→ **WHAT YOU ARE ASKED TO DO**
Extract each line in the entries below that contains the string "circular", matching case exactly.

→ **DATASET RECORDS**

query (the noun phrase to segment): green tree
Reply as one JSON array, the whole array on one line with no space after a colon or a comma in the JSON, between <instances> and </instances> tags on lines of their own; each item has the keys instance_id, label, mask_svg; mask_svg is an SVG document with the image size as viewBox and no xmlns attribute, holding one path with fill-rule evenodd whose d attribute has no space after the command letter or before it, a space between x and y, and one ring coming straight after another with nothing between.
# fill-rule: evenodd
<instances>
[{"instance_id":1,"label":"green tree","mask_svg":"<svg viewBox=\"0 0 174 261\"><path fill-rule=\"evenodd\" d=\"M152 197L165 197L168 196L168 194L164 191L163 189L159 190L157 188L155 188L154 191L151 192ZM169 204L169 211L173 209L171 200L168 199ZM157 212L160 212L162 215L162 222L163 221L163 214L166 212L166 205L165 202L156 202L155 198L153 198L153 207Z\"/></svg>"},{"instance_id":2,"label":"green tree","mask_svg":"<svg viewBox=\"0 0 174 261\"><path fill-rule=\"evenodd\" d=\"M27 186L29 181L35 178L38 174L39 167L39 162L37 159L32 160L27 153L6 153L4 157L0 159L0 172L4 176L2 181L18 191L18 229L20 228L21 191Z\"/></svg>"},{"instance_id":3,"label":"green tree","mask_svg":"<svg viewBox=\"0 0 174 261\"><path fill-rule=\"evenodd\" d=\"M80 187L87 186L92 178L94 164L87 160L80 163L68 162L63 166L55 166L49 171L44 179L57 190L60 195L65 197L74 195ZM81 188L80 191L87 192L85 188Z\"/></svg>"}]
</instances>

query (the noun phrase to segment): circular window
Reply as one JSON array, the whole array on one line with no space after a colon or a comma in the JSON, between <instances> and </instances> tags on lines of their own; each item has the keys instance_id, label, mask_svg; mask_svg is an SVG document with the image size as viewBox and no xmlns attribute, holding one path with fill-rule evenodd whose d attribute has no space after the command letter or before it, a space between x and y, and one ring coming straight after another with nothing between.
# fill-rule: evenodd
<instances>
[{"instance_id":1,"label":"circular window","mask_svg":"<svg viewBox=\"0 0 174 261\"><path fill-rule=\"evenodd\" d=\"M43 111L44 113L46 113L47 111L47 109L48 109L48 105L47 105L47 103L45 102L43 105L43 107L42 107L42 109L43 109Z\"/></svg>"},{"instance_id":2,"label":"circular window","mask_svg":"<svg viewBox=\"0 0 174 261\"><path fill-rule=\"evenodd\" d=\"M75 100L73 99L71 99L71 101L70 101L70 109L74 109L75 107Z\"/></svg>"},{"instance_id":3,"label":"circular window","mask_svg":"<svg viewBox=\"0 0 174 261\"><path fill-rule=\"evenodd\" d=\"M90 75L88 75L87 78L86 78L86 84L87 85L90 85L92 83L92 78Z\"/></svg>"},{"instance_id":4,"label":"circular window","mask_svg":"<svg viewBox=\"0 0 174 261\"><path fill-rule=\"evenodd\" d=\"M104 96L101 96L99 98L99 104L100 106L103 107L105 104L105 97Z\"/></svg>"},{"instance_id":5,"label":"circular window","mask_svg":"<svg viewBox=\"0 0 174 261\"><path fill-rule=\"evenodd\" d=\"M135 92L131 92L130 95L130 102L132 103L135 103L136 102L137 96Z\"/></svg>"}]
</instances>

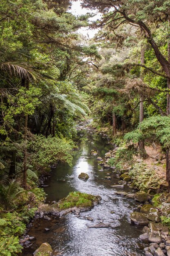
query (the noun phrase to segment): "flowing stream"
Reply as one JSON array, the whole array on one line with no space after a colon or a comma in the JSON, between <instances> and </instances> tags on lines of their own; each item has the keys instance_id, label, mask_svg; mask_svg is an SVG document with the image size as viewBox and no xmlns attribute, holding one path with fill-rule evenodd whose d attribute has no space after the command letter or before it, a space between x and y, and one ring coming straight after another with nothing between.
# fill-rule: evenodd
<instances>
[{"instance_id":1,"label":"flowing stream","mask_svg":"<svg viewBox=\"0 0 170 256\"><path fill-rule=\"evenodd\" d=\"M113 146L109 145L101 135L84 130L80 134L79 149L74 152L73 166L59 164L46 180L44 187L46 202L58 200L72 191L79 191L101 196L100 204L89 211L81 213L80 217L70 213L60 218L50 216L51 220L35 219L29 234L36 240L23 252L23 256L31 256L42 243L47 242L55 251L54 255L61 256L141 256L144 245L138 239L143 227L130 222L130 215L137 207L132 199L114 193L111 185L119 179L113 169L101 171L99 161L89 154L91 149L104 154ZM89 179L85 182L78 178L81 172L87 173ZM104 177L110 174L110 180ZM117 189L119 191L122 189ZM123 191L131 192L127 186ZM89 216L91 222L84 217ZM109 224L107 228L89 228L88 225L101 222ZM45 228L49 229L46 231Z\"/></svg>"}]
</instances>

---

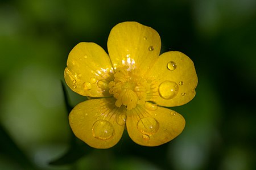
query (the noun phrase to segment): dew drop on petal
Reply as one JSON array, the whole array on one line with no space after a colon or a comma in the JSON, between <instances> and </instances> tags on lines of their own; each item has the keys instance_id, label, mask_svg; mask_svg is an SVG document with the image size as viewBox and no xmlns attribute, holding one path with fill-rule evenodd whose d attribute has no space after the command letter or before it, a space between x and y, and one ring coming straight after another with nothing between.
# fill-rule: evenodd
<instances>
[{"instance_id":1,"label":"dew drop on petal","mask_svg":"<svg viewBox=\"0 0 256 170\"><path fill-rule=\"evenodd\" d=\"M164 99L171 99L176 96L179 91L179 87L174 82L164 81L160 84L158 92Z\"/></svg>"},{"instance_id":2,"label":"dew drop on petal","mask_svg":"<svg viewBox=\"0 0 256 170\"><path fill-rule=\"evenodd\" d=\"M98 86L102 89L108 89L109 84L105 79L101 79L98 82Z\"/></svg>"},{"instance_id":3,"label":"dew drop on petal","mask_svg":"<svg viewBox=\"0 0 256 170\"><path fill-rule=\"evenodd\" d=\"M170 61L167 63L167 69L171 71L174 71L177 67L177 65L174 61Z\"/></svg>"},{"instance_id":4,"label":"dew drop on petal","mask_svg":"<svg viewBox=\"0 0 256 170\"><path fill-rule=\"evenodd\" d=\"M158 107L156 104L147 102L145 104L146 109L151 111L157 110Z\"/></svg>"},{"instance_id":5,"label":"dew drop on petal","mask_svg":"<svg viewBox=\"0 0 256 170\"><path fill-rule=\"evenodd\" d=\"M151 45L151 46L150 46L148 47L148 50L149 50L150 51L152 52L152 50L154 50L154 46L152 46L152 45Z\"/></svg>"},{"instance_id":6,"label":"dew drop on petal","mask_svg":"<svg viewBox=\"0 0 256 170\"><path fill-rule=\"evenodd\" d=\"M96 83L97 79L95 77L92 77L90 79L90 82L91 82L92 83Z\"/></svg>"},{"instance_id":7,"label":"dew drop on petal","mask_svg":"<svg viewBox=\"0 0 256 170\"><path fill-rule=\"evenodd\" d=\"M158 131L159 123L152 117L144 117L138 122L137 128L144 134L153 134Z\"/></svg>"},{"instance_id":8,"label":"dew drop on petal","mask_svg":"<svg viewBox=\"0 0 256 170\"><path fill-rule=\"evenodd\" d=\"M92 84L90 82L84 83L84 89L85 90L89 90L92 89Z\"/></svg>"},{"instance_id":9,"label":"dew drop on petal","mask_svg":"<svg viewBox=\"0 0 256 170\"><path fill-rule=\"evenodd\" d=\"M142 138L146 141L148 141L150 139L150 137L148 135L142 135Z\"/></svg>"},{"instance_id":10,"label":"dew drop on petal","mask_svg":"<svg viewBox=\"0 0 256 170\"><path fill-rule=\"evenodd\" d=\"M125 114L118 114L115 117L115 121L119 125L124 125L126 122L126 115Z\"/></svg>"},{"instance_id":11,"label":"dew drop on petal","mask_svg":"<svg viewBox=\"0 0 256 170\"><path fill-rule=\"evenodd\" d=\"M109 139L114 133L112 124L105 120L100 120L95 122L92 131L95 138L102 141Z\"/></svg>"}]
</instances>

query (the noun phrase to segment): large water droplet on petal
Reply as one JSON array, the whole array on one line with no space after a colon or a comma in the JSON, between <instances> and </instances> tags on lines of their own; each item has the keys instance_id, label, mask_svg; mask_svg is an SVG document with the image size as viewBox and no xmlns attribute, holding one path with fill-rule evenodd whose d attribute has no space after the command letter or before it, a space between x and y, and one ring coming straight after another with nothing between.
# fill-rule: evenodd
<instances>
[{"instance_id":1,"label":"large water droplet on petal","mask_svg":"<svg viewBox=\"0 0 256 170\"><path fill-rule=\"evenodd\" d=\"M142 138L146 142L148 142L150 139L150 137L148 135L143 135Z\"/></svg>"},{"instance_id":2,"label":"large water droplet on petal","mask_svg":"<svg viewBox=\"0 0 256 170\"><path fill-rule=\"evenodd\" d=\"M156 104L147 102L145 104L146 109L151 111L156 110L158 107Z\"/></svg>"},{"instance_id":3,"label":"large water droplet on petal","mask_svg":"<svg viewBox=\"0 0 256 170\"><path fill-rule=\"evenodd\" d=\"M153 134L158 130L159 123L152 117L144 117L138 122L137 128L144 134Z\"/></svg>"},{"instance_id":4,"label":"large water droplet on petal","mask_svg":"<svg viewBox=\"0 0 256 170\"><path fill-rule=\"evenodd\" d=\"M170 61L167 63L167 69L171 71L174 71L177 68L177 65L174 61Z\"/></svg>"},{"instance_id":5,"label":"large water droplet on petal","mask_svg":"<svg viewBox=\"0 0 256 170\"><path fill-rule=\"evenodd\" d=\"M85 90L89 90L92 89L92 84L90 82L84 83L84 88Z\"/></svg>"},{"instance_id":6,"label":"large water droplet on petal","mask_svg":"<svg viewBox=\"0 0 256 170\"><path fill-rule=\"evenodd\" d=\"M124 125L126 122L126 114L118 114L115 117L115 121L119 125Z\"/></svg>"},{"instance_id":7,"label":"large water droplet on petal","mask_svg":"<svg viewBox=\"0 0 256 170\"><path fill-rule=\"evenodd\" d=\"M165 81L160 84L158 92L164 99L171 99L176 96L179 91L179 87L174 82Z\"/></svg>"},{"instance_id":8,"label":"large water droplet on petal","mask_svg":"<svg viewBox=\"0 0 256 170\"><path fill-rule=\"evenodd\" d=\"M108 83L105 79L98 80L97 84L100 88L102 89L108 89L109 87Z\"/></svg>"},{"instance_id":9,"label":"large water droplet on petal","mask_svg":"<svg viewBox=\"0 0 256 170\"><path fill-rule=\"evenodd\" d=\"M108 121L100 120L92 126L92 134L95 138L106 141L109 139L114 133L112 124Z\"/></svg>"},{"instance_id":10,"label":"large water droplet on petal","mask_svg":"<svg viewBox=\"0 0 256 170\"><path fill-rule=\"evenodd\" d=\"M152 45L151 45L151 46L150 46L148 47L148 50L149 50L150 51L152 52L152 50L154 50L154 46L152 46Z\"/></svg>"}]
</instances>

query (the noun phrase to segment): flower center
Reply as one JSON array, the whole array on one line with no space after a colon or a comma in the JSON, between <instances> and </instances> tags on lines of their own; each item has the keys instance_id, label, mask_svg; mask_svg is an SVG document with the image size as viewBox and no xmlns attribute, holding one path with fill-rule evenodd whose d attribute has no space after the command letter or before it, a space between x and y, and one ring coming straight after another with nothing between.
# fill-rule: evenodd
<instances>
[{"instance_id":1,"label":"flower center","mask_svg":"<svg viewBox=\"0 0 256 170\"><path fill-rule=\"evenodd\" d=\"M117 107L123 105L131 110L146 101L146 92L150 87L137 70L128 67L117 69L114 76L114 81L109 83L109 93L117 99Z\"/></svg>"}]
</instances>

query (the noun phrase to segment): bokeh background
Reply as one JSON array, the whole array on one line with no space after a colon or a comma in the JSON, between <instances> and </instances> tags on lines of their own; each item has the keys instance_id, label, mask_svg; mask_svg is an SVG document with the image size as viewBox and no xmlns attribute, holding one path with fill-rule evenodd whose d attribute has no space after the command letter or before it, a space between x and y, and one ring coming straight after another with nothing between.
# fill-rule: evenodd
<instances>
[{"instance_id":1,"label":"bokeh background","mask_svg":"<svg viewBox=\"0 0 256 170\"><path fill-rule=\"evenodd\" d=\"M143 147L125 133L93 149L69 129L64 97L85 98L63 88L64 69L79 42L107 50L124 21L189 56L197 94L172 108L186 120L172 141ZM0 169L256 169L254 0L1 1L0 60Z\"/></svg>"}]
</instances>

→ **RESPONSE TO THE TASK**
query (the noun phrase to segment): circular window
[{"instance_id":1,"label":"circular window","mask_svg":"<svg viewBox=\"0 0 174 261\"><path fill-rule=\"evenodd\" d=\"M43 111L44 113L46 113L47 111L47 109L48 109L48 105L47 105L47 103L45 102L43 105L43 107L42 107L42 109L43 109Z\"/></svg>"},{"instance_id":2,"label":"circular window","mask_svg":"<svg viewBox=\"0 0 174 261\"><path fill-rule=\"evenodd\" d=\"M75 100L73 99L71 99L71 101L70 101L70 109L74 109L75 107Z\"/></svg>"},{"instance_id":3,"label":"circular window","mask_svg":"<svg viewBox=\"0 0 174 261\"><path fill-rule=\"evenodd\" d=\"M90 75L88 75L87 78L86 78L86 84L87 85L90 85L92 83L92 78Z\"/></svg>"},{"instance_id":4,"label":"circular window","mask_svg":"<svg viewBox=\"0 0 174 261\"><path fill-rule=\"evenodd\" d=\"M104 96L101 96L99 98L99 104L100 106L103 107L105 104L105 97Z\"/></svg>"},{"instance_id":5,"label":"circular window","mask_svg":"<svg viewBox=\"0 0 174 261\"><path fill-rule=\"evenodd\" d=\"M135 92L131 92L130 95L130 102L132 103L135 103L136 102L137 96Z\"/></svg>"}]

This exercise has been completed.